» Problem statement
The answer must be the full set of records, repeated exactly.

» Referring expression data
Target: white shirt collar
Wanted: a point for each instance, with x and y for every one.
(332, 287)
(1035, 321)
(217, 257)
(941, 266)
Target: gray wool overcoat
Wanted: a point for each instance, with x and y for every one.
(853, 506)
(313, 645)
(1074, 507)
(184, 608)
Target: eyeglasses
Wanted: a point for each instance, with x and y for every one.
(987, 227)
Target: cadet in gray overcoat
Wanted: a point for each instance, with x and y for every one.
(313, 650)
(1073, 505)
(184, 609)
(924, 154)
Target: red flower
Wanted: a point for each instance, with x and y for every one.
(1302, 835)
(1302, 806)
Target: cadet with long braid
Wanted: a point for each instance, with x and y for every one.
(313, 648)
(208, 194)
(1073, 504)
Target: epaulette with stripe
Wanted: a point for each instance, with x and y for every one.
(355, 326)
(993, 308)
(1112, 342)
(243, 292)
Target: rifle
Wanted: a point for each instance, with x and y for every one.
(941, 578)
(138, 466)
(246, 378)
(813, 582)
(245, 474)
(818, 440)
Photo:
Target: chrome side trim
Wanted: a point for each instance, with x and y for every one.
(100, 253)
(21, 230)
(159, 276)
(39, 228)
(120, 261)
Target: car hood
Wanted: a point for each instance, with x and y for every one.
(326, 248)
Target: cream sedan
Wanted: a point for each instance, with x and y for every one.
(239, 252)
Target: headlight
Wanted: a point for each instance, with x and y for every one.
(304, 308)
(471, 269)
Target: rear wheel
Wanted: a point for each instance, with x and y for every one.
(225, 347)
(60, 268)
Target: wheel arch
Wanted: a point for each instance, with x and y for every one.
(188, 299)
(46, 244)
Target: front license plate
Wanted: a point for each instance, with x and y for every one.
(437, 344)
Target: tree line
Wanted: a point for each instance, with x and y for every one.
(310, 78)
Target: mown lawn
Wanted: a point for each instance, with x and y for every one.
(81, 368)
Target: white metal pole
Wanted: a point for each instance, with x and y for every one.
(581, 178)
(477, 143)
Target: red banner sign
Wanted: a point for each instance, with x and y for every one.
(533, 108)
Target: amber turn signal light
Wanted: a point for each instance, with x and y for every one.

» Output for this task
Target: white shirt collar
Wanted: a point for each instance, with x and y for every one.
(332, 287)
(1035, 321)
(217, 257)
(941, 266)
Target: gray wool overcoat
Wanted: a point for each instance, with x and y for every one.
(853, 506)
(313, 645)
(1074, 507)
(184, 608)
Target: eyeglasses
Wanted: a point for each instance, with x and y for every one.
(987, 227)
Target: cadet in gray overcoat
Wanted: a point for each instance, with x and y for every one.
(313, 650)
(1073, 505)
(184, 609)
(924, 154)
Target: red flower
Wanted: a point for each instance, with x and y for every one.
(1302, 835)
(1302, 806)
Target: cadet with long braid
Wanted: a point for each instance, with x and y for every one.
(313, 648)
(208, 194)
(1073, 504)
Target: epaulette with stripe
Wanted: a point for each instance, with x and y for every one.
(355, 326)
(993, 308)
(1112, 342)
(243, 292)
Target: rifle
Wanted: a point for each instance, with x and y for every one.
(941, 578)
(138, 466)
(246, 378)
(813, 582)
(245, 474)
(818, 440)
Photo:
Target: chrome side trim
Wanted: a point for each instance, with x and y for every one.
(100, 253)
(21, 230)
(159, 276)
(39, 228)
(120, 261)
Target: car hood
Wanted: a point for each instance, with x and y for every one.
(326, 248)
Target: cream sedan
Wanted: a point for each instance, with x and y for every one.
(239, 252)
Target: headlight
Wanted: a point for each instance, with x and y for every one.
(304, 308)
(471, 269)
Target: rear wheel
Wanted: a point for each instance, with x and y for every one.
(225, 347)
(60, 268)
Target: wheel arch
Wanted: a point for each instance, with x and y for every one.
(188, 299)
(46, 244)
Target: front license plate
Wanted: a point for each instance, with x and y for every one.
(437, 344)
Target: tree line
Wanted: a point for each instance, with x and y for every one.
(310, 78)
Target: mown lawn
Wanted: a point for each instance, with x and y for every one.
(81, 368)
Target: white metal pole
Wanted: a point for each instance, with x and y for every one.
(581, 178)
(477, 143)
Target: red banner sign
Wanted: a point for each instance, with x and y for every one.
(533, 108)
Target: amber turn signal light
Wanted: a point for each instance, with x and y for every one.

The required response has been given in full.